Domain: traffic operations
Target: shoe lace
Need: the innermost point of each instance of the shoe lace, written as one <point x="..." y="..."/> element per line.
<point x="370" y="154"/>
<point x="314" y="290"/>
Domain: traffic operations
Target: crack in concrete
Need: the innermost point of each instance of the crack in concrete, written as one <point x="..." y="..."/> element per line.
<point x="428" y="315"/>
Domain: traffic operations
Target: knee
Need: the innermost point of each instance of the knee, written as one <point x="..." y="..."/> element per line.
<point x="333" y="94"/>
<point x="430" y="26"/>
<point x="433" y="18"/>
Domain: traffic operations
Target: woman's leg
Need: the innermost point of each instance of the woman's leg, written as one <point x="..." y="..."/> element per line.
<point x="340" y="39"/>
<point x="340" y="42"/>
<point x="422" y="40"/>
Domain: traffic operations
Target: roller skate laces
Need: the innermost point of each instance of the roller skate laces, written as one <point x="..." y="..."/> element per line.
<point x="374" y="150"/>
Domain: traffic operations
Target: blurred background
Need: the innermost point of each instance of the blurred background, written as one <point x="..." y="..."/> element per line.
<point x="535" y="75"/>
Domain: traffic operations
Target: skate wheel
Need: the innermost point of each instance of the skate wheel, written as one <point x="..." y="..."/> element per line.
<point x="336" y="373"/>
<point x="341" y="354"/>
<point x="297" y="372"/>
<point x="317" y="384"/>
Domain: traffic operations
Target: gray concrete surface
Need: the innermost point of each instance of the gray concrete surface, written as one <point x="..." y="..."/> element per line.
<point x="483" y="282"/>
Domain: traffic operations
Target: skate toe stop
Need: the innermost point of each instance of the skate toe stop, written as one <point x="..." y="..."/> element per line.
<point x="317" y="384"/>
__________________________________________________
▶ _What the exercise asks_
Restate every entry word for word.

▶ _The answer_
Domain: traffic operations
Target: shoe lace
Need: the innermost point of each instance of the shoe lace, written as one <point x="..." y="..."/> element per line.
<point x="370" y="154"/>
<point x="314" y="290"/>
Domain: traffic operations
Target: crack in concrete
Need: the innermost point of each instance of the crack in concrete, written as one <point x="..." y="..."/> element per line.
<point x="428" y="315"/>
Domain: traffic operations
Target: knee
Need: the innermost point of each instance of the knee, written as one <point x="..." y="..."/> element per line.
<point x="333" y="94"/>
<point x="430" y="26"/>
<point x="433" y="18"/>
Domain: traffic operations
Target: woman's leg
Need: the innermost point of each instance of the woman's leg, written as one <point x="..." y="..."/> element per line.
<point x="340" y="39"/>
<point x="340" y="42"/>
<point x="422" y="40"/>
Domain: traffic operations
Target: roller skate laces
Need: the innermost point of each instance of the roller skate laces, written as one <point x="..." y="..."/> element per line.
<point x="374" y="150"/>
Domain: traffic operations
Target: blurred background
Need: the innermost point of each instance of the blurred background, written as one <point x="..." y="..."/> element per line.
<point x="535" y="75"/>
Domain: traffic operations
Target: skate wheel
Need: the innermost point of each instance of the skate wheel, written as one <point x="..." y="..."/> element per line.
<point x="336" y="373"/>
<point x="341" y="354"/>
<point x="297" y="372"/>
<point x="317" y="384"/>
Domain: traffic operations
Target: gray concrete surface
Need: the innermost point of each instance of the gray concrete surface, written as one <point x="..." y="..."/> element per line.
<point x="483" y="282"/>
Domain: traffic operations
Target: skate toe stop
Need: the innermost point of each instance of the skate toe stop, written as one <point x="..." y="..."/> element per line.
<point x="317" y="384"/>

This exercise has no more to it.